Passage:
# 8 month Vizla



## Nina64 (Aug 10, 2021)

Hi,
I have agreed to take on an 8 month old Vizla! Eek. Any advice or good training sites I should go to for help on how to be a good dog owner and pack leader? The puppy has a lovely nature and does not strike me as dominant but I am a complete novice, and any puppy is a challenge.
Thank you x


----------



## Frida010 (Apr 24, 2020)

Sign up for a puppy course asap! It’ll really help you get the basics right. If possible, find a hunting school that does puppy courses so they can help you directly knowing the temperament of vizsla’s.

Goodluck! An 8 month old is going to be a challenge, I hope for you to bond quickly. In about 6 months you’ll have a great dog, if you now put extra time and effort in it.


----------



## Nina64 (Aug 10, 2021)

Thank you so much, that is really helpful. 😊


----------



## Dan_A (Jan 19, 2021)

Be sure to provide at least an hour of offleash outdoor exercise. There are many posts here about teaching a dog safely with offleash techniques like with harnesses and long leads. It will greatly improve your lives together!


----------



## Nina64 (Aug 10, 2021)

Hi Dan, yes I have really noticed she needs to get that nose to the ground (and in the air) and charge about to let off steam. Walking on a lead is not nearly enough for her. It is really good when she meets a dog she can play with.


----------

Aim A:
According to the Vizsla thread, how much off-leash outdoor exercise does Dan_A recommend?
The Vizsla thread and the entries that follow it were taken from unrelated sources.

Entries shown:
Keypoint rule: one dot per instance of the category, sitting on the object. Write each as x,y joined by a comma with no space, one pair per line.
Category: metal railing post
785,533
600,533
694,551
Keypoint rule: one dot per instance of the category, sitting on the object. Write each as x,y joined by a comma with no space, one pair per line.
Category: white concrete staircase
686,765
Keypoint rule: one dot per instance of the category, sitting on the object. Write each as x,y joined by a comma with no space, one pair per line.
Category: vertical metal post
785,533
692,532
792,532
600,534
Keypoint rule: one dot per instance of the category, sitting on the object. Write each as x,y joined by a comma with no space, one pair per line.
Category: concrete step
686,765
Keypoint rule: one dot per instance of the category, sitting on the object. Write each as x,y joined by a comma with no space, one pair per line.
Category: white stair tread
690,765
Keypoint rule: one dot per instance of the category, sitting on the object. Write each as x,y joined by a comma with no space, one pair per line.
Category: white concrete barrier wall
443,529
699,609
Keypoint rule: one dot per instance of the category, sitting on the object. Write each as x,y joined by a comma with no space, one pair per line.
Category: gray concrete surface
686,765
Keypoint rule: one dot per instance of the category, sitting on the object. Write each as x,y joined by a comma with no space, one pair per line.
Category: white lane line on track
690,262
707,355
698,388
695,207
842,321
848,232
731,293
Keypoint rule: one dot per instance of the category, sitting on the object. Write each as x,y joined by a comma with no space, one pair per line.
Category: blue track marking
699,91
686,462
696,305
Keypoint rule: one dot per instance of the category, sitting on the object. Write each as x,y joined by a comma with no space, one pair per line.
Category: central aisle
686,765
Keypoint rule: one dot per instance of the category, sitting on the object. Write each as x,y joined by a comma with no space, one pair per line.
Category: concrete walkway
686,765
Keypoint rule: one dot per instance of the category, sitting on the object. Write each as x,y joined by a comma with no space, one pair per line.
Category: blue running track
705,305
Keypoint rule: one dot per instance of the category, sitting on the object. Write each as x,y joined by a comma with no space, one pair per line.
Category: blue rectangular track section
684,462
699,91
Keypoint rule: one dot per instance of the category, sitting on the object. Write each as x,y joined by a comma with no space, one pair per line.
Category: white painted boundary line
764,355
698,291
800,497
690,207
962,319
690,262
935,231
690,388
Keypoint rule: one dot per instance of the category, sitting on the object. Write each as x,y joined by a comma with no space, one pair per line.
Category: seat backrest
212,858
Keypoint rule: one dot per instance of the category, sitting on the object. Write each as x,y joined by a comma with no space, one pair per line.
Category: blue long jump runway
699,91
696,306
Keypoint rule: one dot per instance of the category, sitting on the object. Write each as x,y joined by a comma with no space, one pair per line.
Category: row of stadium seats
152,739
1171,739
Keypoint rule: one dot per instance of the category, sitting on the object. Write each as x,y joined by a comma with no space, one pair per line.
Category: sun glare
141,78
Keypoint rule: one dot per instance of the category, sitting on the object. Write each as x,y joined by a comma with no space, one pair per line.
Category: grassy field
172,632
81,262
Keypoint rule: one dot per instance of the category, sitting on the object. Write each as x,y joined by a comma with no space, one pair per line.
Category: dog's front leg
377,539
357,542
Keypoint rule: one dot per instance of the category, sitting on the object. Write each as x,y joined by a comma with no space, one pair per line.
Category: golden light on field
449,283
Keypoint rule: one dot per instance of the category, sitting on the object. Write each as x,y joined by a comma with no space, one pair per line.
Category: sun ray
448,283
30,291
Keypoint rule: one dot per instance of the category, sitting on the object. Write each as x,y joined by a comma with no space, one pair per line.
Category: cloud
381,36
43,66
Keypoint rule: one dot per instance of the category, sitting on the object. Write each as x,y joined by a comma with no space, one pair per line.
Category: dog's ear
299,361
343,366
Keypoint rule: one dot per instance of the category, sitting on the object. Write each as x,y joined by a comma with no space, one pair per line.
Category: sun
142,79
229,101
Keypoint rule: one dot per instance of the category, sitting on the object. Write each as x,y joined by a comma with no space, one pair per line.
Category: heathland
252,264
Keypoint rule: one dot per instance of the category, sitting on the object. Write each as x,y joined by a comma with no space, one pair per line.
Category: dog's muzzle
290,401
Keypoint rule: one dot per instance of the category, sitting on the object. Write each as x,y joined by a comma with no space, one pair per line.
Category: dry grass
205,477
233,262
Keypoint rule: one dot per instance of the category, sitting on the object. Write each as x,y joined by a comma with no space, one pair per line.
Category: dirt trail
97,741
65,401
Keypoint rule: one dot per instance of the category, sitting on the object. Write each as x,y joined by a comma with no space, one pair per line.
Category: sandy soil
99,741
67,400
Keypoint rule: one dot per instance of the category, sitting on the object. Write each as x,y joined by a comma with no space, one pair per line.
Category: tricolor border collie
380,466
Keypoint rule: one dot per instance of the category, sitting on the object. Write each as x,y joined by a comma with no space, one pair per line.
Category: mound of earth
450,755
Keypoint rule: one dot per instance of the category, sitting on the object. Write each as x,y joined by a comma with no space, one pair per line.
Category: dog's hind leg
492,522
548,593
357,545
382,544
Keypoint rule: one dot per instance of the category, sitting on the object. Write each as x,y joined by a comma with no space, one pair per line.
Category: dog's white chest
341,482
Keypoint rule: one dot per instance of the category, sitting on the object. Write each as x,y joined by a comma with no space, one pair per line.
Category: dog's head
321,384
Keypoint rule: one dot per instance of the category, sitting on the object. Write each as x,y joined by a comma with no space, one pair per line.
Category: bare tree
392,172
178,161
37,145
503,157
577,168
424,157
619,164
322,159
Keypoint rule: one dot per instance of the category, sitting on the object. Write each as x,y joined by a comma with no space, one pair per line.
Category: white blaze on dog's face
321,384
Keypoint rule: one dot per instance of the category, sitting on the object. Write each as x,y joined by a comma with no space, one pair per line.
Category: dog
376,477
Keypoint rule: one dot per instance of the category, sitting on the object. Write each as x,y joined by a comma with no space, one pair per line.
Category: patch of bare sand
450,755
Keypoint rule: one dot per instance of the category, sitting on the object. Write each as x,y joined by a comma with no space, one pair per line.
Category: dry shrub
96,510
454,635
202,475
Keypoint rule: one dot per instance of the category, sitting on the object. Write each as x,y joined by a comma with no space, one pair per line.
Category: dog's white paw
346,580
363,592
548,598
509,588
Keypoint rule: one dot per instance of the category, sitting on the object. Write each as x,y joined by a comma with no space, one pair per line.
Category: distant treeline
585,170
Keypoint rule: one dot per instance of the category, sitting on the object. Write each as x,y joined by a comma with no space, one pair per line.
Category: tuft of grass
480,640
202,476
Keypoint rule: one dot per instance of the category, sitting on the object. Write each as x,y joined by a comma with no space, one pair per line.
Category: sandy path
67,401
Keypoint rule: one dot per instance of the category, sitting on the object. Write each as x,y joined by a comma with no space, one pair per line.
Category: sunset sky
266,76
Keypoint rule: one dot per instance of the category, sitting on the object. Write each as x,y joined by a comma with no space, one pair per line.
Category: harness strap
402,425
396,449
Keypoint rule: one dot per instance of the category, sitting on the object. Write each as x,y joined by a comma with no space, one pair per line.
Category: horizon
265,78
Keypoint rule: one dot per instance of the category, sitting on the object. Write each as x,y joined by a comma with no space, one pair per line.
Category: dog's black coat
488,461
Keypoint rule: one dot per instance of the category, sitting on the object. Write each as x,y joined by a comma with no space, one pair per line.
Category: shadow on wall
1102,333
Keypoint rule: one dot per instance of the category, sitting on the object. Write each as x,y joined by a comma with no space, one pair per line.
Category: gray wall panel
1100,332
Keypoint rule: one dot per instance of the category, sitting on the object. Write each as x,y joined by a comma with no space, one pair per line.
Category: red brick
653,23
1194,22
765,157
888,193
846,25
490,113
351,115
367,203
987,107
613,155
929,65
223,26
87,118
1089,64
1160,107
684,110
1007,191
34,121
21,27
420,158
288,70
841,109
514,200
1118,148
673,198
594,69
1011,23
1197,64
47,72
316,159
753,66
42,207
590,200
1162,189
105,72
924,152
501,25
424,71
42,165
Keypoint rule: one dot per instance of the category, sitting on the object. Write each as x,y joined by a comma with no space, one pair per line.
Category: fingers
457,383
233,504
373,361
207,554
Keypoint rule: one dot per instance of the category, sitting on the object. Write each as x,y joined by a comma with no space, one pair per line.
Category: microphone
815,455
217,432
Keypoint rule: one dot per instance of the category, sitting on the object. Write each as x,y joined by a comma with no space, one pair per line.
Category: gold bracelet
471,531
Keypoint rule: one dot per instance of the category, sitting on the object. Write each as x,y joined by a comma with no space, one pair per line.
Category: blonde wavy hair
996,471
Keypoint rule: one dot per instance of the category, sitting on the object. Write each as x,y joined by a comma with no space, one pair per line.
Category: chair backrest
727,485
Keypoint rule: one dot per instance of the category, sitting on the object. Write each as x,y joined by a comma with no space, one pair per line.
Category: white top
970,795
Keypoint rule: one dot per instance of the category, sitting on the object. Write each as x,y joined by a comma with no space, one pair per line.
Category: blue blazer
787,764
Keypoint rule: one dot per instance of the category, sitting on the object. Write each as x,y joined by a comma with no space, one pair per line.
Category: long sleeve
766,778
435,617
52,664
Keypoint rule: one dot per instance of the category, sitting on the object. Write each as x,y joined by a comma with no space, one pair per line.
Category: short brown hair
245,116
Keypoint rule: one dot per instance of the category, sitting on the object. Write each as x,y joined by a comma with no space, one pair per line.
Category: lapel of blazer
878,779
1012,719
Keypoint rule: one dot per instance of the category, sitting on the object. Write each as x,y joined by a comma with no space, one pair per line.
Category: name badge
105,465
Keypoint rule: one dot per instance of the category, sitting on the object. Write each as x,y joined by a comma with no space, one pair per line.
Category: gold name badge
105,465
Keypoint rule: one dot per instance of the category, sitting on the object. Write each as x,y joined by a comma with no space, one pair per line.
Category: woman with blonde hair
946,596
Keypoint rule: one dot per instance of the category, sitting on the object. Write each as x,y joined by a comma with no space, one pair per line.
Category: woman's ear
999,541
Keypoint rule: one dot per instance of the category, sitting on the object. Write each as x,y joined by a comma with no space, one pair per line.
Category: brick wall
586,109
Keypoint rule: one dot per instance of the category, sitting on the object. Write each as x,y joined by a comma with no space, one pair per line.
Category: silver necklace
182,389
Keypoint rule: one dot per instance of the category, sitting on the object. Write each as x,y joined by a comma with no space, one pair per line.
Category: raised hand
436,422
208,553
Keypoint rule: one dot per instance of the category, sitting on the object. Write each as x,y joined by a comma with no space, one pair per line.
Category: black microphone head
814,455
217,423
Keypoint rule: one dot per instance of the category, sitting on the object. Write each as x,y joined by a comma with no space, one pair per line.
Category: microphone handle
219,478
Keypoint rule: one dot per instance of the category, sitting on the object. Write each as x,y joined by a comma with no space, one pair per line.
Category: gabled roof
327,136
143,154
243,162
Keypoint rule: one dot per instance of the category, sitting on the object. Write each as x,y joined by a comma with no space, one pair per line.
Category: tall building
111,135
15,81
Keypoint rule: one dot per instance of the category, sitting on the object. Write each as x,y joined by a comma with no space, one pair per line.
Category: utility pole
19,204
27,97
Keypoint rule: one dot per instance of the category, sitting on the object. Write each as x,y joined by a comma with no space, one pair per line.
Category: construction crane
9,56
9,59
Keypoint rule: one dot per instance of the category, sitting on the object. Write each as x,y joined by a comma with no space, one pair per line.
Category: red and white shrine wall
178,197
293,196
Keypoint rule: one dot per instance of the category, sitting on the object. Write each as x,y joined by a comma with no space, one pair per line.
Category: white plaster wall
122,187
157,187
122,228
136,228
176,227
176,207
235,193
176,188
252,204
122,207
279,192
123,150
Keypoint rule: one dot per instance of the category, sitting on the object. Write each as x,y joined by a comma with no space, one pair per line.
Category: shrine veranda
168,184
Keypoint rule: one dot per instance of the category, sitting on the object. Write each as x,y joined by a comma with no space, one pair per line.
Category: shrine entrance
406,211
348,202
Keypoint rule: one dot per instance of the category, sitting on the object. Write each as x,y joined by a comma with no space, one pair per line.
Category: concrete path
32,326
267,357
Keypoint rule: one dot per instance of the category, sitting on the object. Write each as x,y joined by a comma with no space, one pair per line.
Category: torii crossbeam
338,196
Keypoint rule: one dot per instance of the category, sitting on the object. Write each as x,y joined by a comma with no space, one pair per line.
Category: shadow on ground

Aim B:
Count the lines in the entries that contain the string "blazer", and give only that number.

Right answer A:
At least an hour.

Right answer B:
2